--- The input Enclosed Below ---

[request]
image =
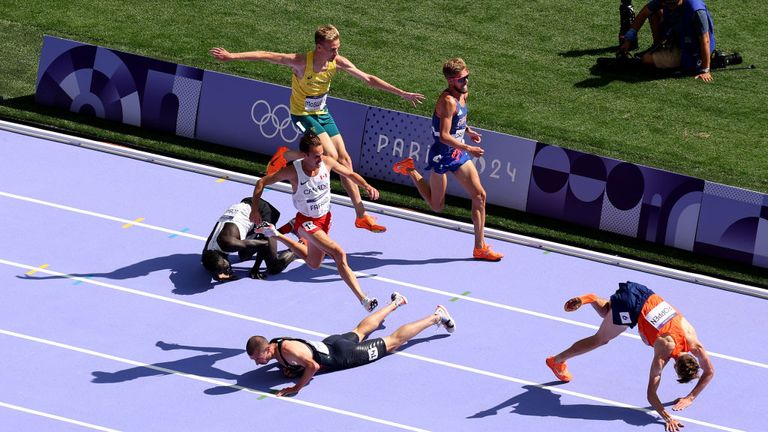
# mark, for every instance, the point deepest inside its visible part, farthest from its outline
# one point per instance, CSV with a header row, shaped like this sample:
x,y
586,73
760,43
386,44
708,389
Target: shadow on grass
x,y
609,69
588,52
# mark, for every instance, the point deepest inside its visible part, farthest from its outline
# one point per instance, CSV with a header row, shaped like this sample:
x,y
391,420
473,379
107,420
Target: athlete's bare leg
x,y
607,331
470,181
408,331
373,321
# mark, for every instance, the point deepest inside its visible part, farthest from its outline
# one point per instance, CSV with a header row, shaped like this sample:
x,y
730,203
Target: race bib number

--- End of Enclosed The input ---

Exercise description: Retype everything in the material word for word, minus pictures.

Written answer:
[request]
image =
# mark, for every instance, the point deepest inside its visible part, farthest from its outline
# one point per instance, CSV with a header row, shaped like this sample:
x,y
586,73
760,43
386,44
708,389
Target: shadow on grass
x,y
609,69
588,52
# mark, for every instance, the point deepest inside its visible part, farthest from its outline
# one point per instance, CSV with a header row, shaped like this sample:
x,y
391,420
473,379
107,420
Target: athlete's bare leg
x,y
607,331
470,181
408,331
373,321
# mark, for every instance, the point deepest inside its visible part, farthest from its outline
# one point per instance, CSV with a header row, shaped like this sample:
x,y
730,203
Target: race bib number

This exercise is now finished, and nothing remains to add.